◆ TASK REQUIREMENTS: Reproduce each of the items below verbatim, omitting the pictures from your answer.

Source data

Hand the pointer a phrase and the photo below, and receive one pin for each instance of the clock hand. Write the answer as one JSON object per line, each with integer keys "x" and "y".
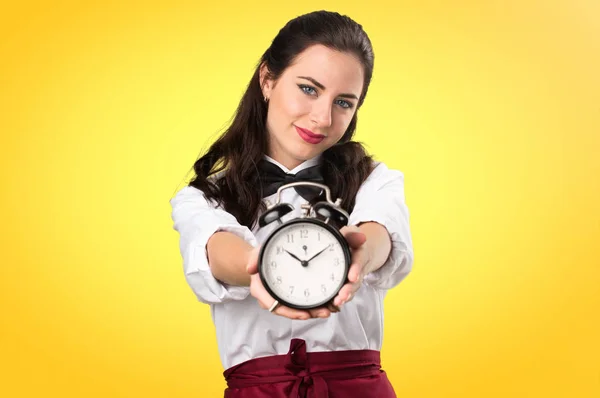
{"x": 310, "y": 259}
{"x": 293, "y": 255}
{"x": 302, "y": 262}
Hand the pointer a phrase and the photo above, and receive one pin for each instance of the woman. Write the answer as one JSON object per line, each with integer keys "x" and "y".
{"x": 297, "y": 114}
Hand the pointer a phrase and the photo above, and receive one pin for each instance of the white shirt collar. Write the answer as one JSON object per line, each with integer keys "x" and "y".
{"x": 306, "y": 164}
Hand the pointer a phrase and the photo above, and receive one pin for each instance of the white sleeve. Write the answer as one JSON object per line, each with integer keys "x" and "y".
{"x": 197, "y": 220}
{"x": 381, "y": 199}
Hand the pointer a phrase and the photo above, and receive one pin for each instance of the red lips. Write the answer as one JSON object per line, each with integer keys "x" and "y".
{"x": 309, "y": 136}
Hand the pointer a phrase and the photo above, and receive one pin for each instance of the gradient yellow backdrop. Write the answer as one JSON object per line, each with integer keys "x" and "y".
{"x": 490, "y": 108}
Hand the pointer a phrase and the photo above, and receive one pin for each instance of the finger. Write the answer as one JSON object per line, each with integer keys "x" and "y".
{"x": 291, "y": 313}
{"x": 252, "y": 265}
{"x": 355, "y": 239}
{"x": 320, "y": 312}
{"x": 355, "y": 271}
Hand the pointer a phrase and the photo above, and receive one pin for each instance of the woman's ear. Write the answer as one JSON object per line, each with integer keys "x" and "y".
{"x": 266, "y": 84}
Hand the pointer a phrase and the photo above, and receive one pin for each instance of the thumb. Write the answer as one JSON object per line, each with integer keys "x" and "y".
{"x": 252, "y": 263}
{"x": 354, "y": 236}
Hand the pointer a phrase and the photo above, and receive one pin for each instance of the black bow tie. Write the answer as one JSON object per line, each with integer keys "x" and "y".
{"x": 272, "y": 177}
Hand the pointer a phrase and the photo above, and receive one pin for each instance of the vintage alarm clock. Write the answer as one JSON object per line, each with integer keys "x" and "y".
{"x": 304, "y": 261}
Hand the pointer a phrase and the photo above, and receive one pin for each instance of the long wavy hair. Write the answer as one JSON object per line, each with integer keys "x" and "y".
{"x": 235, "y": 154}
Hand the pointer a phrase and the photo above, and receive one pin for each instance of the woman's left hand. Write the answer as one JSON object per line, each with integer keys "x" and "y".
{"x": 358, "y": 266}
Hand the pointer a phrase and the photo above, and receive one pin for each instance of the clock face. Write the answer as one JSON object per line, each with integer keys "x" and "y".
{"x": 304, "y": 264}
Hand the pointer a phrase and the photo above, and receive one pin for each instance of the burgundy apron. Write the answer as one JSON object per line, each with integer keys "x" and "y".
{"x": 338, "y": 374}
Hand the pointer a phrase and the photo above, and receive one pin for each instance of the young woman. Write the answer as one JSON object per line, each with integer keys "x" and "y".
{"x": 297, "y": 116}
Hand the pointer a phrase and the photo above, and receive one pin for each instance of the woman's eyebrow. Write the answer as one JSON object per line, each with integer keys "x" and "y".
{"x": 322, "y": 87}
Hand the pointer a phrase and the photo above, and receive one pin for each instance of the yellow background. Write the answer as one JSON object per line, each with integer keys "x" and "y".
{"x": 490, "y": 108}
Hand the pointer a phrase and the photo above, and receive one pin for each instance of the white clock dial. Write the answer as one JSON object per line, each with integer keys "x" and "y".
{"x": 304, "y": 264}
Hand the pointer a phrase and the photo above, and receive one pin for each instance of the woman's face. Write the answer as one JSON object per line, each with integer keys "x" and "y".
{"x": 311, "y": 104}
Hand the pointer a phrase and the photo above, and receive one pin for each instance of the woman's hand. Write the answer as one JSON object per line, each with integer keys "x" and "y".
{"x": 358, "y": 266}
{"x": 258, "y": 291}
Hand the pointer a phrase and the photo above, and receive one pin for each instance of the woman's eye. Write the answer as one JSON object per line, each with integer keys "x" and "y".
{"x": 344, "y": 104}
{"x": 307, "y": 89}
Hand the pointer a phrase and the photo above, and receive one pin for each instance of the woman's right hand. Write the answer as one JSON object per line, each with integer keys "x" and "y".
{"x": 258, "y": 291}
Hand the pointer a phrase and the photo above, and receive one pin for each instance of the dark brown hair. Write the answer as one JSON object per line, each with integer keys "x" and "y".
{"x": 238, "y": 150}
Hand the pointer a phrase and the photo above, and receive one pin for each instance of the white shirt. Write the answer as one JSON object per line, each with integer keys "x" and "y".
{"x": 244, "y": 330}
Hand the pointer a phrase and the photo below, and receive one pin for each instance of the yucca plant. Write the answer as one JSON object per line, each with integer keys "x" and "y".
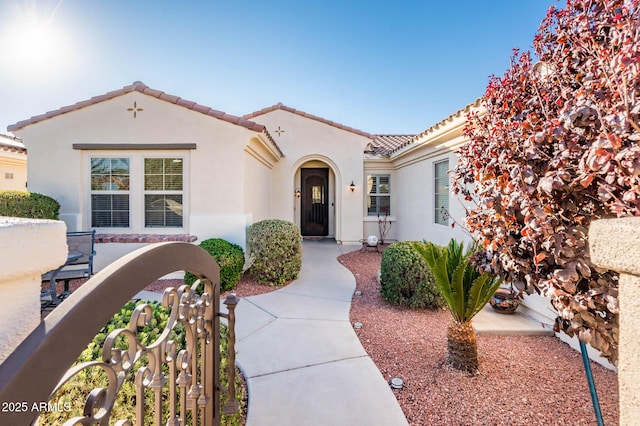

◆ THE RESULT:
Hand the pointer a phrase and the photo below, and receive one pin for each instance of the clock hand. Write the answer as one JSON object per line, each with integer keys "x" and "y".
{"x": 310, "y": 259}
{"x": 293, "y": 255}
{"x": 302, "y": 262}
Hand the pointer a phrase and the photo above, and receive one pin for each instance of the woman. Write the answer as one JSON object per line, each with integer keys "x" and "y".
{"x": 297, "y": 114}
Hand the pointer a phrase and the photo above, and receive one pin for each instance of the white shirt collar. Write the answer as one JSON object per line, each with integer keys "x" and "y".
{"x": 306, "y": 164}
Hand the pointer a phrase and the photo above, and receive one pin for each instance of the white sleeve. Write the answer as one JSON object per line, each with integer keys "x" and "y".
{"x": 197, "y": 220}
{"x": 381, "y": 199}
Hand the pointer a phrase and the photo above, and receive one pin for each instance of the red lips. Write the answer as one JSON object per line, each with integer keys "x" and "y".
{"x": 309, "y": 136}
Hand the pointer a phrase and the photo above, and receive one pin for each instance of the gradient yellow backdrop. Write the answer as one JSON object per line, each with integer keys "x" and "y".
{"x": 490, "y": 108}
Hand the pointer a phrase and the photo above, and receive one pin for each instance of the finger. Write the answer as one JSON object per line, each with integer keys "x" and "y".
{"x": 291, "y": 313}
{"x": 252, "y": 265}
{"x": 355, "y": 239}
{"x": 320, "y": 312}
{"x": 355, "y": 271}
Hand the pointer a phrase and the photo above, and receive one pin for each instance of the woman's ear. Write the answer as one JSON object per line, each with integer keys "x" and "y".
{"x": 266, "y": 84}
Hand the pointer a phrase and the photo above, and receive one pin for each instance of the thumb. Write the answer as one JSON object per line, each with integer keys "x" and "y".
{"x": 252, "y": 263}
{"x": 354, "y": 236}
Hand the pointer a phrase and the photo above, and receive one pin for each instance of the black bow tie. Write the answer as one JSON object per line, each with integer keys "x" and "y".
{"x": 272, "y": 177}
Hand the pointer a phrase and the photo above, and receive one pin for each instance of the vintage alarm clock. Write the answer as one JSON object per line, each with integer keys "x" and "y".
{"x": 304, "y": 261}
Hand the pointer a phrase and the photo above, and receive one pin for each instance of the long wavy hair. Write the answer as one JSON object per line, each with integer keys "x" and "y".
{"x": 235, "y": 154}
Hand the pointer a phrase and the photo above, and receive one pin for each instance of the woman's left hand. Write the answer as one JSON object per line, each with integer keys "x" and "y".
{"x": 358, "y": 266}
Hand the pointer a phrase and the photo above, and receive one pin for each instance of the clock face. Write the answer as one JSON object per line, each with integer keys "x" and "y".
{"x": 304, "y": 264}
Hand the pointer a phrase and the photo above, and receive one pin for each instance of the burgundy apron. Write the answer as one JSON object per line, each with integer keys "x" and "y".
{"x": 338, "y": 374}
Hand the pointer a phrase and the photo above, and receive one pin for each instance of the young woman. Write the answer as one JSON object per line, each with integer keys "x" and "y".
{"x": 297, "y": 116}
Hand the pointer a phrase and the photo above, and receive one pin for each instance of the woman's eyebrow. Write the answer as one JSON object per line, each with integer keys "x" and "y".
{"x": 322, "y": 87}
Hand the pointer a phrase and the photo above, and receive one pin for each instance of the yellow background. Write the answer as one JSON object per line, each with integer keys "x" and "y".
{"x": 490, "y": 108}
Hand the pointer a phrase and the photo above, and receive one pin for each instance of the white clock dial. Write the answer as one JSON object per line, each with integer keys "x" and "y".
{"x": 304, "y": 264}
Hand the pointer a phrase and the photo above, and receive one pin for each instance of the woman's face. Write the answer as one JSON object per line, each with integer keys "x" and "y".
{"x": 311, "y": 104}
Hand the pointer a phrase and the photo above, and receive one pin for each instance of the woman's hand. Write the answer as one JSON object per line, each with integer keys "x" and "y".
{"x": 358, "y": 266}
{"x": 258, "y": 291}
Hand the pointer a phrase and the photo above, and receive one pin for each instance of the woman's eye. Write the answer as one JSON object per line, each with integer keys "x" and "y".
{"x": 344, "y": 104}
{"x": 307, "y": 89}
Hand the pointer a phrase and the photo above, and receive one pin for each instance of the woman's right hand. Write the answer as one JSON object per line, each with integer keys "x" and "y".
{"x": 258, "y": 291}
Hand the pointer a phrase and the photo above, and receive one pin for each instance of the dark brown hair. Write the answer as one JSON object per line, each with integer keys "x" and "y".
{"x": 238, "y": 150}
Hand the pointer a phrase and the photo above, and receive one pin for each instance of the white shirt. Write the answer as one JSON object per line, each with integer keys "x" and "y".
{"x": 244, "y": 330}
Hand the pointer a phrase and the photo below, and receive one pin for each instance of the yucca plant. Write the answer as one JSON object per line, each with integer keys "x" and "y".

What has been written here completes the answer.